(Stored items)
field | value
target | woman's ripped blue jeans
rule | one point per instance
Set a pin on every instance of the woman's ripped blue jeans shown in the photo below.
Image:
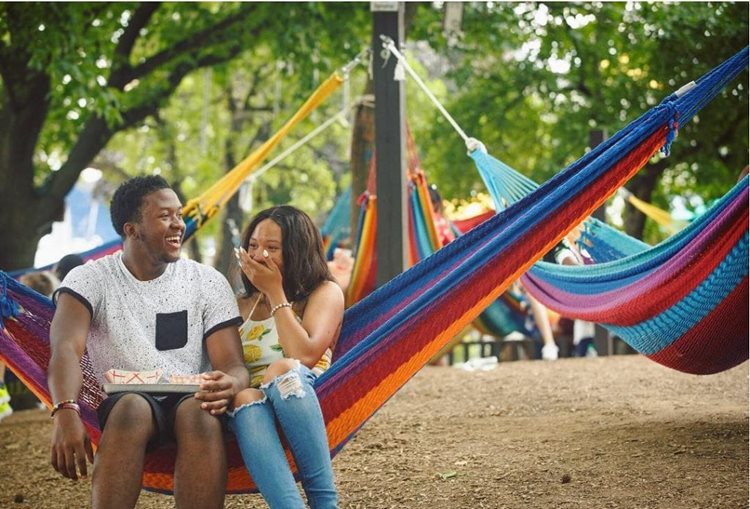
(291, 401)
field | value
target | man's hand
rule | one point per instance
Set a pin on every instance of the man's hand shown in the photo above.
(71, 446)
(217, 391)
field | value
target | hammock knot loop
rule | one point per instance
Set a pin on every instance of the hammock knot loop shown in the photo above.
(9, 308)
(473, 144)
(673, 126)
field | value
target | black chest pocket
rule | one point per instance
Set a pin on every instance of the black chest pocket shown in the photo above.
(171, 330)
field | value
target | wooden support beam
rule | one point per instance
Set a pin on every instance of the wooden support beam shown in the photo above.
(390, 144)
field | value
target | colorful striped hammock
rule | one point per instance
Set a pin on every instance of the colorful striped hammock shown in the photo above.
(502, 316)
(388, 336)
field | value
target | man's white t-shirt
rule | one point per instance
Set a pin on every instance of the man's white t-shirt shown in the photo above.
(148, 325)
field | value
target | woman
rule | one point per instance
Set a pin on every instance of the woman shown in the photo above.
(293, 312)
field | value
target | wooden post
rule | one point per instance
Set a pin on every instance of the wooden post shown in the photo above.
(390, 144)
(602, 339)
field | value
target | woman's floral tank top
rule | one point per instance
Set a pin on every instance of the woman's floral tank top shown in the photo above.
(260, 347)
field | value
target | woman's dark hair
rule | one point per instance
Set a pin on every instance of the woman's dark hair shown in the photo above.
(305, 266)
(128, 198)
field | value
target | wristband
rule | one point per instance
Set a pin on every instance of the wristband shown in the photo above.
(69, 404)
(279, 306)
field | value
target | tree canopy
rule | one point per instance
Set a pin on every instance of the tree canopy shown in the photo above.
(189, 89)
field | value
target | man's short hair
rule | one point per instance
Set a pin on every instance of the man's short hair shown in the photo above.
(127, 200)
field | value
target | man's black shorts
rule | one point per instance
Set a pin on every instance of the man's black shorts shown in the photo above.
(163, 410)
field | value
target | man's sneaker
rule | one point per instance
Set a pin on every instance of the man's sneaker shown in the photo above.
(4, 396)
(5, 410)
(549, 352)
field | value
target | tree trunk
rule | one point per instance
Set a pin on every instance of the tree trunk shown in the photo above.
(26, 214)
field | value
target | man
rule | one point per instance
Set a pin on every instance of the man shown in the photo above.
(146, 309)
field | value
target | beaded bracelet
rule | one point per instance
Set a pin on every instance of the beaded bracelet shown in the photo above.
(69, 404)
(279, 306)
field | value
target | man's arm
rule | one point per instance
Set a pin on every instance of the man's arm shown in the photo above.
(70, 443)
(230, 375)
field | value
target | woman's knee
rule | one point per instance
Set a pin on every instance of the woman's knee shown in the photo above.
(247, 396)
(278, 368)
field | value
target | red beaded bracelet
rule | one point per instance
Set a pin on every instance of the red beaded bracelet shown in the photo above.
(66, 405)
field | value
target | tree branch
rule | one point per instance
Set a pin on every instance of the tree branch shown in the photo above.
(189, 46)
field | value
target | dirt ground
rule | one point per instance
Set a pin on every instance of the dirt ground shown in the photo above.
(617, 432)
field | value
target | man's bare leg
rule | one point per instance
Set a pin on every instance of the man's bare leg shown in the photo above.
(201, 466)
(118, 463)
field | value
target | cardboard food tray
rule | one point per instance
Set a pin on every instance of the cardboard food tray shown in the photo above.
(152, 388)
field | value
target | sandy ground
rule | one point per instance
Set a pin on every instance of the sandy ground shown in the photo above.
(616, 432)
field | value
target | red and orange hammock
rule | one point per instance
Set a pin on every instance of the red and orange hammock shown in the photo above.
(388, 336)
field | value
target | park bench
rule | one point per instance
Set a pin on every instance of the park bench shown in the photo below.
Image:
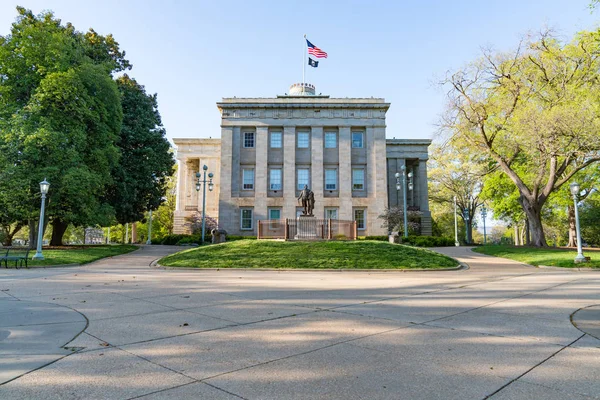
(15, 254)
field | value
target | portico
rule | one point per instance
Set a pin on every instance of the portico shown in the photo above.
(271, 147)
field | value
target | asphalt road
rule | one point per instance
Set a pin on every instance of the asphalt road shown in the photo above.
(119, 329)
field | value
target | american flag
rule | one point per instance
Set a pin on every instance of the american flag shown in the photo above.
(315, 51)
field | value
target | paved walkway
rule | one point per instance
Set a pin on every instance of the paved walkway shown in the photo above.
(499, 330)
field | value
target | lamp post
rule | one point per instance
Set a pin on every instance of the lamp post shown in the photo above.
(466, 216)
(44, 186)
(403, 186)
(575, 191)
(483, 215)
(149, 241)
(456, 242)
(202, 183)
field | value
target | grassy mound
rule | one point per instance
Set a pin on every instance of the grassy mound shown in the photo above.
(317, 255)
(541, 256)
(76, 254)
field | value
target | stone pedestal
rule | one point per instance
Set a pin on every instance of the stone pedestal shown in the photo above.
(218, 236)
(306, 228)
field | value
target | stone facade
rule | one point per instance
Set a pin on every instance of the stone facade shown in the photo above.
(271, 147)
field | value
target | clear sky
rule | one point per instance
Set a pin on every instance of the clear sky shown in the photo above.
(193, 53)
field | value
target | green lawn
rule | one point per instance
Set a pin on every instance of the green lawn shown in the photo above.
(541, 256)
(75, 254)
(318, 255)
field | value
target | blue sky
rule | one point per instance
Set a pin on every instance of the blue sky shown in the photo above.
(193, 53)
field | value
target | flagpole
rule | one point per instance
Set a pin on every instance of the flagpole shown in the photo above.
(303, 63)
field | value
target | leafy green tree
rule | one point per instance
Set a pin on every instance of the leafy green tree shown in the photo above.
(146, 164)
(534, 112)
(165, 213)
(589, 217)
(455, 171)
(60, 116)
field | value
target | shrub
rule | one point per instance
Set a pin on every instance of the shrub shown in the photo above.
(180, 239)
(428, 241)
(380, 238)
(231, 238)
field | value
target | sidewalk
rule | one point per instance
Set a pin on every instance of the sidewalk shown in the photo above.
(34, 334)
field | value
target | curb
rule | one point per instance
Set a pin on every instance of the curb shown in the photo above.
(47, 266)
(460, 267)
(586, 269)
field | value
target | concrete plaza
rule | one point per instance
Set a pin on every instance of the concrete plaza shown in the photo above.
(498, 330)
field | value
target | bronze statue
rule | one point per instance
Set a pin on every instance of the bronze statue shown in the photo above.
(308, 201)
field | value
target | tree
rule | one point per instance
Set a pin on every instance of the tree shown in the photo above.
(456, 172)
(165, 213)
(588, 218)
(534, 112)
(146, 164)
(393, 220)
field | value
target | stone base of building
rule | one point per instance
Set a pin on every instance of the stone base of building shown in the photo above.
(180, 224)
(426, 224)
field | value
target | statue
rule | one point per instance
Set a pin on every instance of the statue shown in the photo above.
(308, 201)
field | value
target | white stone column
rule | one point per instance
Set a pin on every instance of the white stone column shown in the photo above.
(181, 167)
(316, 155)
(227, 213)
(260, 173)
(289, 172)
(377, 183)
(426, 224)
(345, 172)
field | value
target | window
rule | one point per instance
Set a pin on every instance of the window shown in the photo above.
(248, 139)
(358, 179)
(246, 219)
(276, 140)
(357, 140)
(303, 174)
(359, 217)
(330, 140)
(330, 179)
(248, 179)
(275, 179)
(303, 140)
(331, 213)
(274, 213)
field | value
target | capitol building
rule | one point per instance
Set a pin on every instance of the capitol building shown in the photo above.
(270, 148)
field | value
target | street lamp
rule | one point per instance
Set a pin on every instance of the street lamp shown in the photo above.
(466, 216)
(456, 242)
(575, 191)
(403, 186)
(202, 183)
(44, 186)
(483, 215)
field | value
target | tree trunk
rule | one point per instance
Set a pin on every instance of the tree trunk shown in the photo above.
(572, 228)
(535, 230)
(58, 231)
(134, 232)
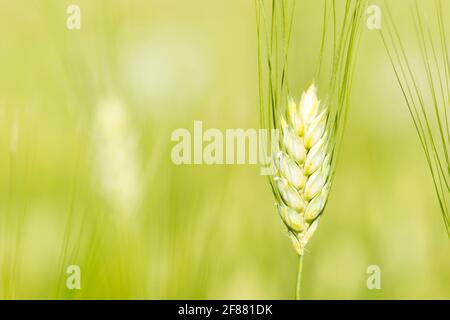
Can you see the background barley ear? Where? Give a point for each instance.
(311, 126)
(426, 89)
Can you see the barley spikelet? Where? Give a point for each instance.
(303, 167)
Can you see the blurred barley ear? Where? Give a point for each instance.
(326, 118)
(429, 104)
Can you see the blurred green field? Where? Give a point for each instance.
(86, 176)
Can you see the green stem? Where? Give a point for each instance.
(299, 278)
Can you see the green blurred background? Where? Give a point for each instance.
(87, 179)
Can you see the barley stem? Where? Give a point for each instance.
(299, 278)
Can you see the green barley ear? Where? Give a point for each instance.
(429, 105)
(310, 129)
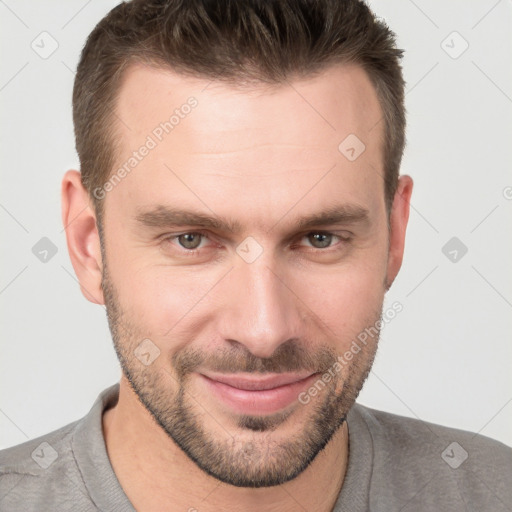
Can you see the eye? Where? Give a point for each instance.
(324, 240)
(190, 240)
(320, 240)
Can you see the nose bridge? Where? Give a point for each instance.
(262, 310)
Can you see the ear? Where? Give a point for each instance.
(82, 236)
(397, 226)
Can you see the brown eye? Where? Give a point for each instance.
(320, 240)
(190, 240)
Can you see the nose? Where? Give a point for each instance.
(261, 311)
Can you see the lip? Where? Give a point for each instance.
(256, 394)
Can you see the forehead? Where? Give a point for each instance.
(251, 148)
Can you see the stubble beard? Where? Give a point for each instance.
(253, 454)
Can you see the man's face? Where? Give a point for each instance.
(289, 269)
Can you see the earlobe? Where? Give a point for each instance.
(397, 227)
(82, 236)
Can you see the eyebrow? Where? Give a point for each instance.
(166, 217)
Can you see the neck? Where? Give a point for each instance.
(157, 475)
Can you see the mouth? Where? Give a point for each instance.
(252, 394)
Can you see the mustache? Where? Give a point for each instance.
(288, 357)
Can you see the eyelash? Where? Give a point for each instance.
(193, 252)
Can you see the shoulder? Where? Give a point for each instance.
(411, 434)
(40, 472)
(416, 460)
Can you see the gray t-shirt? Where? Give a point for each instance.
(395, 464)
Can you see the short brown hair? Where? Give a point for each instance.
(234, 41)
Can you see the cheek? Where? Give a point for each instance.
(346, 298)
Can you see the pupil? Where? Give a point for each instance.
(190, 240)
(320, 240)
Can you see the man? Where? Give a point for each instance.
(240, 213)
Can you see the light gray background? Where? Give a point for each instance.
(445, 358)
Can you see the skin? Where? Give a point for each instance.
(263, 157)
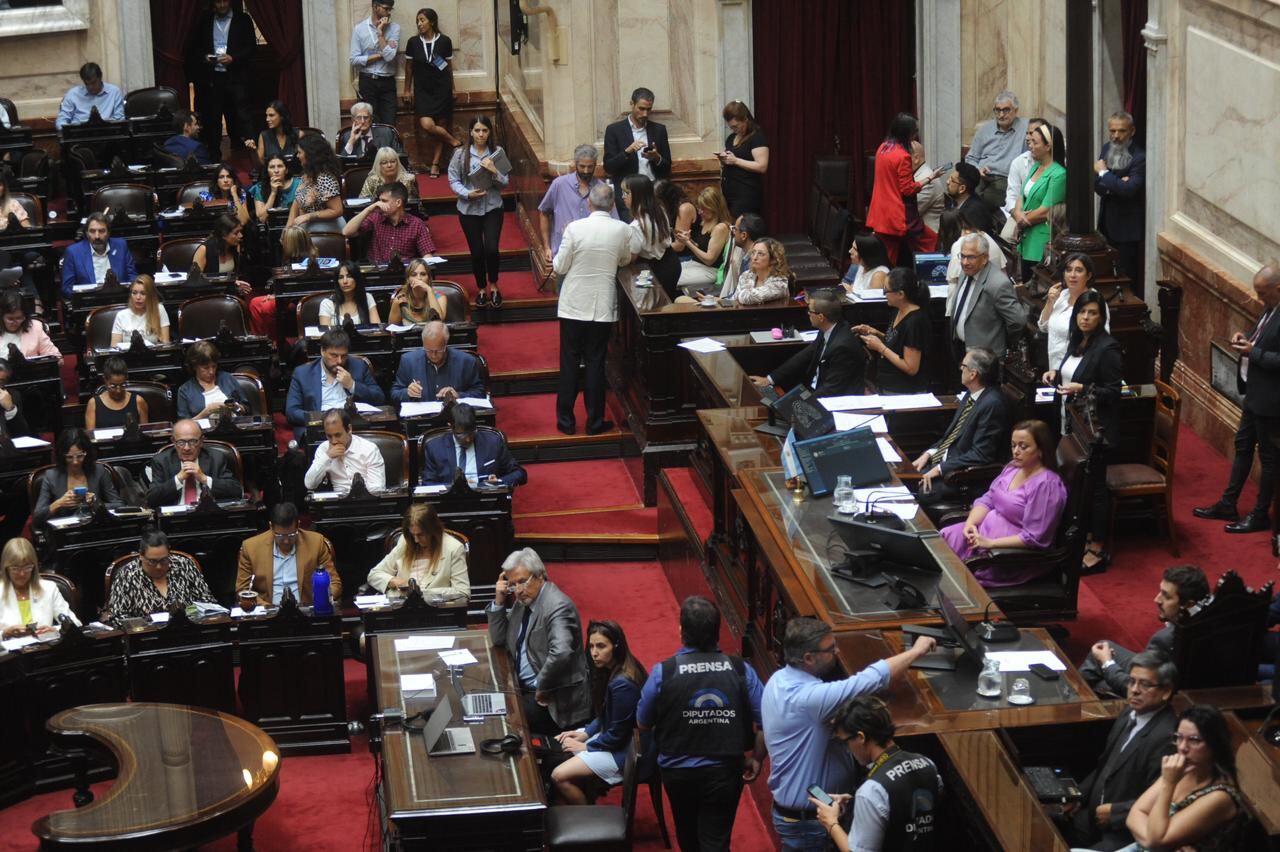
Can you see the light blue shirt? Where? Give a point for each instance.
(284, 572)
(795, 709)
(77, 104)
(364, 44)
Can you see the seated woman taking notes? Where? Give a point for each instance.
(1020, 509)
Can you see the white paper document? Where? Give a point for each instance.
(423, 644)
(854, 402)
(1022, 660)
(703, 344)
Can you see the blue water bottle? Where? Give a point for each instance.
(320, 603)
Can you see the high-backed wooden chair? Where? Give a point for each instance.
(1153, 480)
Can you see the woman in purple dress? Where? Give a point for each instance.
(1020, 509)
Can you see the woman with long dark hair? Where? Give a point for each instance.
(479, 193)
(599, 749)
(895, 179)
(1093, 365)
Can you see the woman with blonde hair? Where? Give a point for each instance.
(23, 598)
(416, 299)
(388, 169)
(709, 243)
(142, 314)
(426, 554)
(768, 276)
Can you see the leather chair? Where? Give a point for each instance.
(204, 315)
(394, 449)
(142, 102)
(176, 255)
(1130, 482)
(599, 828)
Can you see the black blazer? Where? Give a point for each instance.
(844, 365)
(1127, 779)
(618, 164)
(1101, 371)
(241, 44)
(1262, 392)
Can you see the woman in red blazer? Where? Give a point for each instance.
(894, 179)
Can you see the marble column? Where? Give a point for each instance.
(937, 67)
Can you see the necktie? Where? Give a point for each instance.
(955, 430)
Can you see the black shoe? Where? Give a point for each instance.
(1252, 522)
(1220, 511)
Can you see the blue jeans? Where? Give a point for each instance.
(801, 836)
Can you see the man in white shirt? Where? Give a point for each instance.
(343, 456)
(592, 250)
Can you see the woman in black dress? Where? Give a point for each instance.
(744, 161)
(901, 348)
(430, 76)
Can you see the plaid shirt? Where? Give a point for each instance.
(408, 239)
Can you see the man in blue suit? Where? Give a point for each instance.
(87, 261)
(437, 371)
(329, 381)
(483, 457)
(1121, 178)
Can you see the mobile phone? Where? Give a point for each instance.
(1042, 672)
(821, 795)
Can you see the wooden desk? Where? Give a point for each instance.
(186, 777)
(458, 801)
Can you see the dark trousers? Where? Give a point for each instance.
(703, 805)
(1261, 433)
(379, 92)
(583, 342)
(483, 234)
(218, 99)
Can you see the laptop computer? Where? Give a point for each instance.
(440, 738)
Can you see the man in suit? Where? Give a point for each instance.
(978, 433)
(987, 312)
(833, 365)
(592, 251)
(636, 146)
(437, 371)
(1130, 761)
(179, 473)
(1258, 381)
(219, 62)
(88, 260)
(329, 381)
(1120, 183)
(481, 457)
(543, 633)
(284, 557)
(1183, 590)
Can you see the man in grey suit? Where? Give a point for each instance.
(987, 312)
(543, 633)
(1130, 761)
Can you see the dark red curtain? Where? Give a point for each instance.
(280, 22)
(1133, 18)
(827, 69)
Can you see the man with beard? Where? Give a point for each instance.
(1121, 177)
(798, 701)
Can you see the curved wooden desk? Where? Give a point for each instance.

▶ What you have to do: Exactly as written, give the line containing "Can you see the dark trousers?" and all remaining lines of the records.

▶ Result of the task:
Can you see the dark trousers? Where? Give a point for each instance.
(703, 805)
(1261, 433)
(379, 92)
(583, 342)
(483, 234)
(218, 99)
Can you see the laptop computer? Where? Give a point for each instance.
(440, 738)
Can you see the man in suit? Where? Give a point for each instance.
(978, 433)
(987, 312)
(833, 365)
(592, 251)
(636, 146)
(437, 371)
(1130, 761)
(179, 473)
(1258, 381)
(219, 62)
(88, 260)
(329, 381)
(1120, 183)
(481, 457)
(543, 633)
(284, 557)
(1183, 590)
Can you see the man in grey suit? Where? Give a point for each instance.
(987, 312)
(543, 633)
(1130, 761)
Can you see the dark red curtain? Where? Give a point for each instance.
(280, 22)
(1133, 18)
(827, 69)
Can you see the man with beard? Where? Give a point for each instance.
(1121, 177)
(798, 701)
Can you see the curved wooden desk? Where? Give a point for each instance.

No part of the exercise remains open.